[WHAT YOU NEED TO DO]
Update the passage on meal frequency by rewriting it from the words "A new study" through the words "of each experiment.", with "volunteers" replaced by "subjects".

[GIVEN PASSAGE]
□ □ □

One Big Meal or Two Smaller Ones?


Proponents of grazing claim that frequent, small meals rein in your appetite and keep you from eating indiscriminately when it’s finally mealtime. Whole diet schemes are based on the timing and frequency of meals, some even going as far as promising that stubborn belly fat will melt away if you just spread what you usually eat into frequent small portions.

So how important is meal size? How important is timing? Despite what diet plans claim, the science is scant and with conflicting results.

The appetite argument

A new study led by Martine Perrigue in the American Journal of Clinical Nutrition addresses the appetite control issue. It’s a small experimental trial, with 12 volunteers, who were fed the same amount of food daily, in either three larger meals or eight smaller ones, each participant on both eating frequencies for three weeks at a time. Their appetite was assessed every 30 minutes by rating hunger, desire to eat, fullness and thirst on the last day of each experiment.

□ □ □

Items from a dataset:
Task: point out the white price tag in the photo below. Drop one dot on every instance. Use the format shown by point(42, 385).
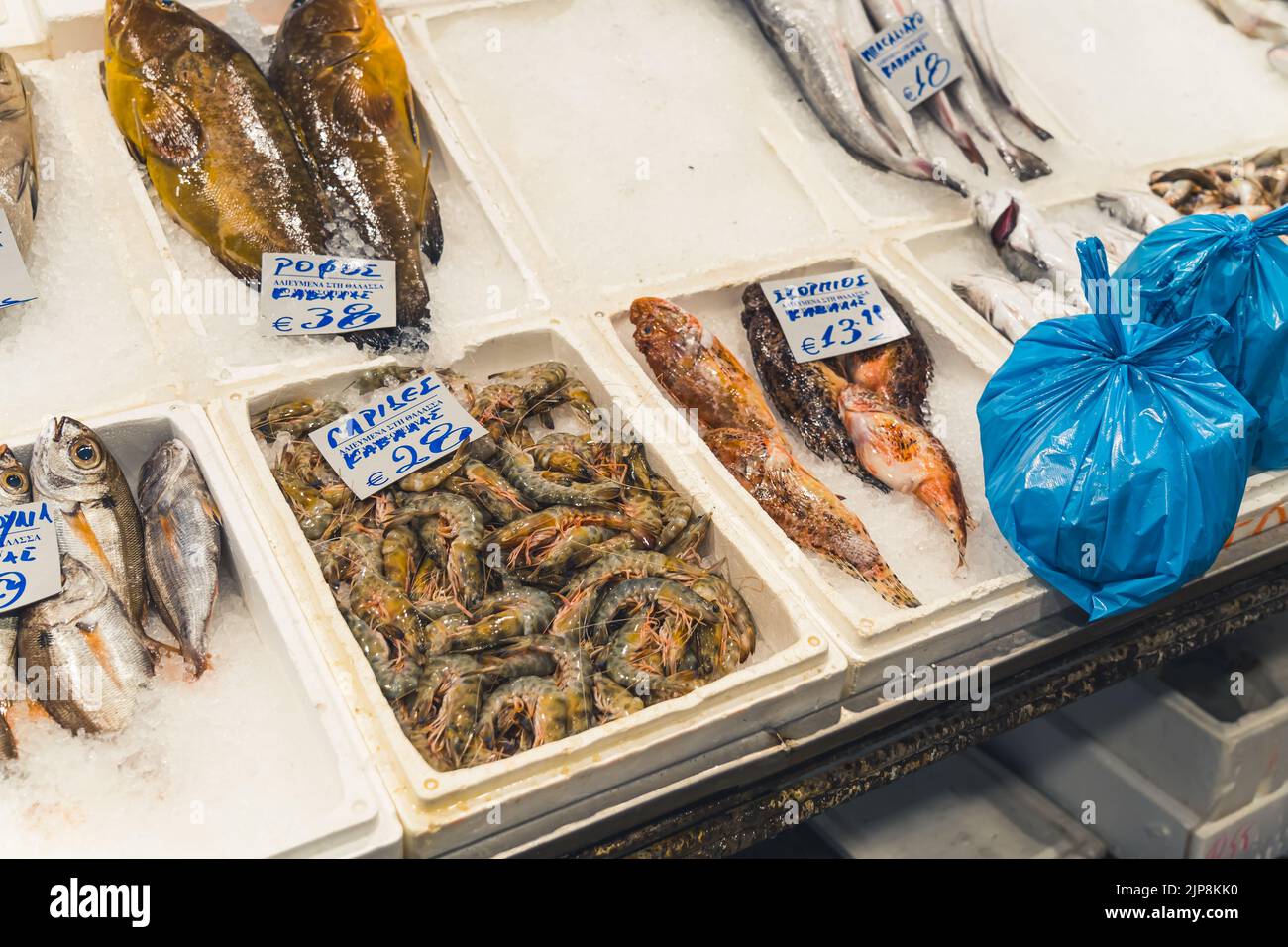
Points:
point(310, 294)
point(30, 567)
point(824, 316)
point(16, 283)
point(910, 59)
point(391, 437)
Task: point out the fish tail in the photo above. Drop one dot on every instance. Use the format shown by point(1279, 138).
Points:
point(881, 578)
point(1021, 162)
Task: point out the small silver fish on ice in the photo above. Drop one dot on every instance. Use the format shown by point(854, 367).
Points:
point(98, 523)
point(1138, 210)
point(91, 654)
point(180, 547)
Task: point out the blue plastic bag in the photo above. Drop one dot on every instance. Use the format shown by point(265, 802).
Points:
point(1237, 269)
point(1115, 454)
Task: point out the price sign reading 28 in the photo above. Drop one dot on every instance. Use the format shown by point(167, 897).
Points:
point(308, 294)
point(833, 313)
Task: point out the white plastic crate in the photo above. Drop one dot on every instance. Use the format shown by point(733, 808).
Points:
point(793, 673)
point(1131, 814)
point(309, 789)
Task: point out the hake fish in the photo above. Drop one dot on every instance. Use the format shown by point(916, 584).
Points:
point(91, 654)
point(698, 371)
point(807, 512)
point(98, 522)
point(218, 146)
point(805, 393)
point(1138, 210)
point(343, 77)
point(810, 42)
point(967, 95)
point(890, 12)
point(18, 178)
point(970, 18)
point(907, 458)
point(14, 491)
point(180, 547)
point(1030, 249)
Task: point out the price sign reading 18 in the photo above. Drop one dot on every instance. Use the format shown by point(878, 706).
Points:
point(911, 59)
point(829, 315)
point(308, 294)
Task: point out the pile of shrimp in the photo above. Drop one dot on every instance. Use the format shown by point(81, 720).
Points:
point(532, 585)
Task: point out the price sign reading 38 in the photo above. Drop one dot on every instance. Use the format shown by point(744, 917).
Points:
point(829, 315)
point(310, 294)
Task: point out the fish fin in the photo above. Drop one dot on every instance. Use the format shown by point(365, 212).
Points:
point(211, 510)
point(432, 231)
point(78, 525)
point(356, 111)
point(170, 129)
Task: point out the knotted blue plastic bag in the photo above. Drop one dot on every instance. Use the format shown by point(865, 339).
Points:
point(1237, 269)
point(1115, 453)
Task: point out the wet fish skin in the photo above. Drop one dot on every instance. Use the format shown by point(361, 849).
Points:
point(1138, 210)
point(973, 25)
point(807, 512)
point(218, 146)
point(1029, 248)
point(804, 393)
point(98, 523)
point(967, 95)
point(18, 162)
point(1006, 305)
point(811, 46)
point(907, 458)
point(14, 491)
point(900, 371)
point(343, 77)
point(84, 639)
point(889, 12)
point(180, 547)
point(698, 371)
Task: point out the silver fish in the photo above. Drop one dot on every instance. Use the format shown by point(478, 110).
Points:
point(1031, 249)
point(18, 184)
point(855, 27)
point(967, 95)
point(98, 523)
point(93, 656)
point(14, 491)
point(811, 47)
point(180, 547)
point(889, 12)
point(1008, 305)
point(969, 16)
point(1138, 210)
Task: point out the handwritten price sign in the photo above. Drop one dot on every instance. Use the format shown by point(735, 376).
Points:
point(397, 434)
point(310, 294)
point(910, 59)
point(829, 315)
point(30, 570)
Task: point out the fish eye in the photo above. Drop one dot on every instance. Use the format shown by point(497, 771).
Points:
point(85, 454)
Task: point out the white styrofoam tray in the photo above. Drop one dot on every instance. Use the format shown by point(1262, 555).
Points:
point(329, 801)
point(793, 673)
point(962, 806)
point(1129, 813)
point(202, 320)
point(996, 598)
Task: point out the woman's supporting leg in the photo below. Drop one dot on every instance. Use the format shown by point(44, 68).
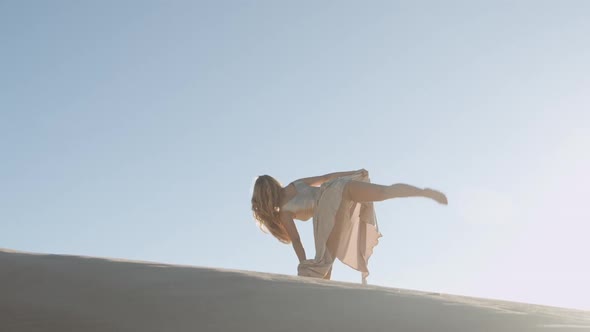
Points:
point(361, 192)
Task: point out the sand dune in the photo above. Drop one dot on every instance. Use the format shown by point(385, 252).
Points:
point(41, 292)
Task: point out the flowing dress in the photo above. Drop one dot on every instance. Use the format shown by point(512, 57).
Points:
point(342, 228)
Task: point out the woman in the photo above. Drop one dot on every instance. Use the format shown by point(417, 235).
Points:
point(340, 203)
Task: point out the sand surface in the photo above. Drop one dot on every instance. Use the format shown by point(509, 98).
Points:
point(40, 292)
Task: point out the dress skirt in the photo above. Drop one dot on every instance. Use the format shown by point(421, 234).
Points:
point(342, 229)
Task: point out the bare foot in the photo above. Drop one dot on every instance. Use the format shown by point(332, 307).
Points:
point(436, 195)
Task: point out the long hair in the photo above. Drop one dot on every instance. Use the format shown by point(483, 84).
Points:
point(265, 206)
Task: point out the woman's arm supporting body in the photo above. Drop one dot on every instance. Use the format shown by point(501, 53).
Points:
point(287, 221)
point(318, 180)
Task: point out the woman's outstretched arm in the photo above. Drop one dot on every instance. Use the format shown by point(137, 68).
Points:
point(318, 180)
point(287, 221)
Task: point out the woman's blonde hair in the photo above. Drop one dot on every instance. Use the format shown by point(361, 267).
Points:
point(265, 206)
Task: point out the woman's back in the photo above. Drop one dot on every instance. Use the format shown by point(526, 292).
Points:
point(302, 205)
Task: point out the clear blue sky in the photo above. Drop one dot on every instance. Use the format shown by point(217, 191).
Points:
point(135, 129)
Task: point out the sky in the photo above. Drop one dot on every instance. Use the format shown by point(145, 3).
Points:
point(136, 130)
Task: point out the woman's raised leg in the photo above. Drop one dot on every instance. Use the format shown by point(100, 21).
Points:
point(361, 192)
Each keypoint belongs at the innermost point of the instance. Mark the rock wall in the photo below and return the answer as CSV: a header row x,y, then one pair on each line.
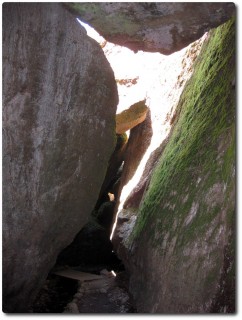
x,y
154,27
180,250
59,104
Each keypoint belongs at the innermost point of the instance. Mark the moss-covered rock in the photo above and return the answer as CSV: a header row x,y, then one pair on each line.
x,y
183,240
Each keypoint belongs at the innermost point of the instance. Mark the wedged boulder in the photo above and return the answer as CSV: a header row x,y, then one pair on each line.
x,y
155,27
179,246
131,117
59,105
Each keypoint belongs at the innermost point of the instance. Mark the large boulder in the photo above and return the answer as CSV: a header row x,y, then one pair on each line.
x,y
59,105
155,27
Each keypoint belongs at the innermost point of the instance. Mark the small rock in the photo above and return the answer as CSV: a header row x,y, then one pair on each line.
x,y
103,290
104,272
71,308
78,295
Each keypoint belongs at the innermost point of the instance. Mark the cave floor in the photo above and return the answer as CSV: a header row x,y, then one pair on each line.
x,y
104,295
73,291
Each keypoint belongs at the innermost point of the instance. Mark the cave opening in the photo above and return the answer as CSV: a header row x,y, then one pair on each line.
x,y
157,81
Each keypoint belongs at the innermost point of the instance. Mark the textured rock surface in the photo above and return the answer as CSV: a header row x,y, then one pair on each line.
x,y
59,103
131,117
181,248
154,27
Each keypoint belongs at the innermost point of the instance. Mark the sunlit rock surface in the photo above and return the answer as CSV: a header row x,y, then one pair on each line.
x,y
59,105
156,26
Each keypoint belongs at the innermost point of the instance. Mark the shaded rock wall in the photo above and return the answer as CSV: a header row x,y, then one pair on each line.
x,y
154,27
59,103
181,248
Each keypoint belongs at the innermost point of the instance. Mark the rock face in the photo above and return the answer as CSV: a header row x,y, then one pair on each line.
x,y
180,245
59,103
154,27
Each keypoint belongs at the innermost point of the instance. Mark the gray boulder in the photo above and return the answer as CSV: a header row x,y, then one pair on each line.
x,y
59,104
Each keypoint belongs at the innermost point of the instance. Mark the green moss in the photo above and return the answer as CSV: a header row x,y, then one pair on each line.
x,y
206,114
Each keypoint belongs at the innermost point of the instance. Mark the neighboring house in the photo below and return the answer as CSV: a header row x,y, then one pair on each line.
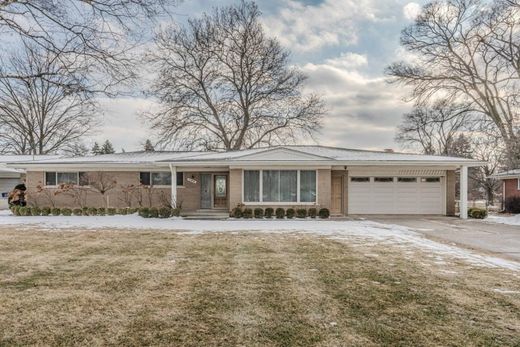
x,y
510,184
10,177
346,181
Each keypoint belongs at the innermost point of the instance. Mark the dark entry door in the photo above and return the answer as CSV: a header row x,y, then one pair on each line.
x,y
205,191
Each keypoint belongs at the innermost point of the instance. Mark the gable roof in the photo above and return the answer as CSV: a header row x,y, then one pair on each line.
x,y
296,154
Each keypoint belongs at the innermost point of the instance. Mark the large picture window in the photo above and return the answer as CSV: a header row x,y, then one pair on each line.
x,y
280,186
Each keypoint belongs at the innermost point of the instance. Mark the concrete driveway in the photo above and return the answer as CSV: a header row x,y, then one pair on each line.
x,y
498,239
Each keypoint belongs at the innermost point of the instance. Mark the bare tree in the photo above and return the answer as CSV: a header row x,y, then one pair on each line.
x,y
435,129
98,36
468,50
223,84
38,115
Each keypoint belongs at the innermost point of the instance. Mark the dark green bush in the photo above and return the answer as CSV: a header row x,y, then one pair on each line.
x,y
477,213
248,213
324,213
236,212
512,204
301,213
144,212
259,212
165,212
154,212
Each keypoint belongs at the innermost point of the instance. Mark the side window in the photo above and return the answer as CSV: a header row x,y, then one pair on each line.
x,y
50,178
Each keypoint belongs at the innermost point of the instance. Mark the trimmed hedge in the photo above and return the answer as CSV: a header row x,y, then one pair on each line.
x,y
324,213
259,213
512,204
477,213
301,213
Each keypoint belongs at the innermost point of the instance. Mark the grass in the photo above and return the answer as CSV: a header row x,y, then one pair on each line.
x,y
159,288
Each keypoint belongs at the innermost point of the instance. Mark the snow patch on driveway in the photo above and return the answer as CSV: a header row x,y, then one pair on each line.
x,y
364,231
511,220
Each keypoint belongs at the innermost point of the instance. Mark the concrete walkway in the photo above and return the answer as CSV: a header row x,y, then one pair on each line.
x,y
498,239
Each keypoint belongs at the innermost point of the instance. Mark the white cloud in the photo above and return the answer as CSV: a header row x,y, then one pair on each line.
x,y
310,27
411,10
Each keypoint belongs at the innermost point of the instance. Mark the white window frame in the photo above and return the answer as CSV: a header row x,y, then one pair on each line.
x,y
279,203
56,178
163,185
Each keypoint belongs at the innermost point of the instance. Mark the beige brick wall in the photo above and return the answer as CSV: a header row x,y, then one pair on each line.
x,y
188,196
235,187
450,192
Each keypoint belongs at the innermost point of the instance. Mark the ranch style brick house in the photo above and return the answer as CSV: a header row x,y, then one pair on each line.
x,y
346,181
510,184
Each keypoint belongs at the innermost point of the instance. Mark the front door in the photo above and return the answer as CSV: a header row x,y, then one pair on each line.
x,y
220,189
205,191
336,195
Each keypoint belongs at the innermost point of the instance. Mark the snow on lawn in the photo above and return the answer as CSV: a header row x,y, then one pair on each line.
x,y
510,220
336,229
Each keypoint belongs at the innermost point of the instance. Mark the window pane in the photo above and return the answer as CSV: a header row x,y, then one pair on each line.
x,y
50,178
83,179
431,179
180,178
360,179
383,179
251,185
271,186
161,178
288,186
407,179
308,186
144,178
67,178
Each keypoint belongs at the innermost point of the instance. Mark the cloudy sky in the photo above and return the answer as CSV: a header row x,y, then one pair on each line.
x,y
342,45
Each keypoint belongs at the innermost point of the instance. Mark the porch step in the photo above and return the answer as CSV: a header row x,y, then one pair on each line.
x,y
207,214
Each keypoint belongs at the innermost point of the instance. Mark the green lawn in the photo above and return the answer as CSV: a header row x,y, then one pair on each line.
x,y
160,288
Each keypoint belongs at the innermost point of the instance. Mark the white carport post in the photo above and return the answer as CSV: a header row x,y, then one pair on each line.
x,y
173,170
463,204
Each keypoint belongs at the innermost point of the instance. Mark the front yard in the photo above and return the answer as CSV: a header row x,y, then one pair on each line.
x,y
123,287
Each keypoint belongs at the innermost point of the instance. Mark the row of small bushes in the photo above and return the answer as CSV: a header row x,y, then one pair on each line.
x,y
279,213
477,213
153,212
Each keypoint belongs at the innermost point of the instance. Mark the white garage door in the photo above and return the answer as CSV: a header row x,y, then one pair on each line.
x,y
395,195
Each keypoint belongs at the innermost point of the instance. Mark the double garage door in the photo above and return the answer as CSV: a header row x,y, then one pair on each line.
x,y
395,195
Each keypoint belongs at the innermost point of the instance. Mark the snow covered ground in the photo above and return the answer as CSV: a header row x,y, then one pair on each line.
x,y
509,220
348,231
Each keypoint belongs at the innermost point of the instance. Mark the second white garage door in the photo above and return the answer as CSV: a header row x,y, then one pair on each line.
x,y
395,195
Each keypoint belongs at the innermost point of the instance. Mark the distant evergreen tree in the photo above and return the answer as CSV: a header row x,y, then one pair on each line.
x,y
107,148
148,147
96,150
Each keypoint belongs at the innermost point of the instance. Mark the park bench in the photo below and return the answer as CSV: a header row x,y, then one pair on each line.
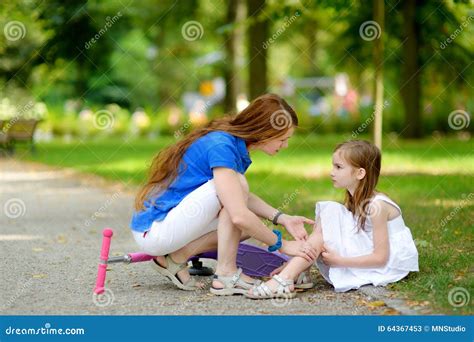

□ □ □

[SOLUTION TO THE PROBLEM]
A new study led by Martine Perrigue in the American Journal of Clinical Nutrition addresses the appetite control issue. It’s a small experimental trial, with 12 subjects, who were fed the same amount of food daily, in either three larger meals or eight smaller ones, each participant on both eating frequencies for three weeks at a time. Their appetite was assessed every 30 minutes by rating hunger, desire to eat, fullness and thirst on the last day of each experiment.